TASK GOAL -
Write out all of the material below again with each "pixel coordinates" swapped for "image coordinates" and everything else left as it is. Omit the pictures.

DATA ENTRIES -

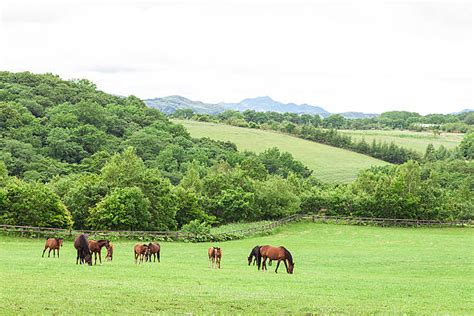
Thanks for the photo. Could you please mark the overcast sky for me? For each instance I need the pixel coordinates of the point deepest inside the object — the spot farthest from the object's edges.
(369, 56)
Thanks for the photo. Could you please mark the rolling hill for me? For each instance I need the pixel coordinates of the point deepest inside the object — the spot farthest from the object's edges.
(328, 163)
(412, 140)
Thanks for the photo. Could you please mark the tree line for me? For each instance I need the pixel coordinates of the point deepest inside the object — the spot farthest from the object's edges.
(73, 156)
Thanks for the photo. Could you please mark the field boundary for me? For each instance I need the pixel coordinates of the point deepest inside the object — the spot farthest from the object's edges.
(232, 234)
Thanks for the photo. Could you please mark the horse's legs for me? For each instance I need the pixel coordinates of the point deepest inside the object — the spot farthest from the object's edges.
(278, 264)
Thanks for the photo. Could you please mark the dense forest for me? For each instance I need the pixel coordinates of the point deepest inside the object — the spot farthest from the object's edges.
(324, 131)
(74, 156)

ANSWER TO THIS EXERCISE -
Thanks for the photo. Could you please mark the overcast sky for me? For each instance I need the image coordinates of the point deepest inside the object — the spot farthest from the object's edges.
(369, 56)
Thanks for the photo. Could you please mark the rolling hill for me? For each instance I need the image coordinates of the point deepest inside the object — the spot farthest from the object's edges.
(328, 163)
(412, 140)
Thanks for the photo. Could you please mark the tree line for me? For each instance I need the image coordinates of the point deepest inside the object — the spot farthest from the object's edges.
(73, 156)
Thanks for the photo. Could you please mark the field boundary for me? For each instance I need the image coordinates of the point deepest inside the object — the spot farthest from the object's edges.
(232, 234)
Thanks for the photo. Could you please mark the horse's legs for me? For each instance I need the image coordinates of the point deepest inside the object — the spot farthest from the object's edges.
(278, 264)
Thanks for the photo. Could you please mark the dense forest for me? For each instance I need the image coordinates of the point deepest inside the object — the spot farthest from the object's edges.
(324, 131)
(74, 156)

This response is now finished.